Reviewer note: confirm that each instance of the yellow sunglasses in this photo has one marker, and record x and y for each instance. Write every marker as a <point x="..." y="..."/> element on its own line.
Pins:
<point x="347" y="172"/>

...

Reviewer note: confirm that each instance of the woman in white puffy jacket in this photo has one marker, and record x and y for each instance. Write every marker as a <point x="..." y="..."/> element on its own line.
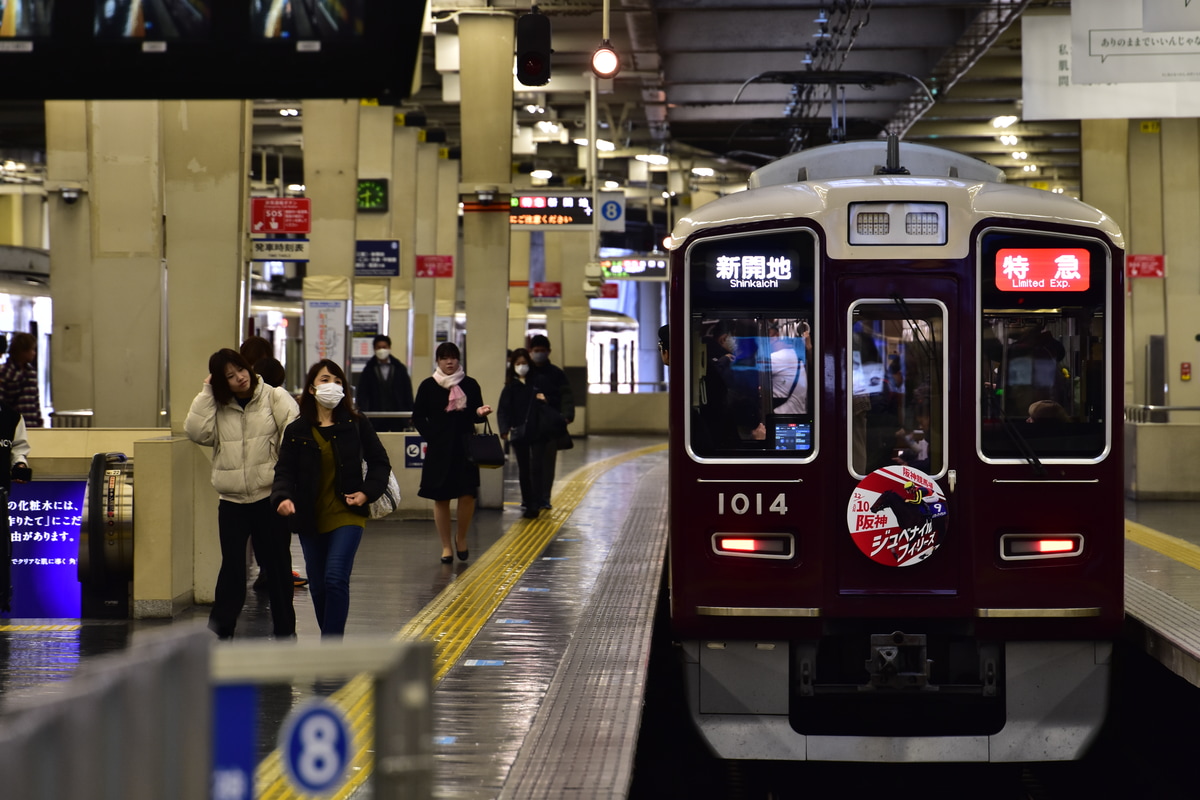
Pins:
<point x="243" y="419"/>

Given task:
Please identify every line in the records above that contains the string "element", and copy each of those lines in full. Case counts.

Finished task:
Reviewer note: confirm that each instance of the yellow sunglasses in this photo has one marker, and record x and y for each instance. Write every marker as a <point x="..." y="..."/> element on its own line.
Reviewer note: confirm that each instance of the woman in white puffy jacket in this photo has one marker, and record x and y for each instance. Write every marker as a <point x="..." y="..."/> element on its own line.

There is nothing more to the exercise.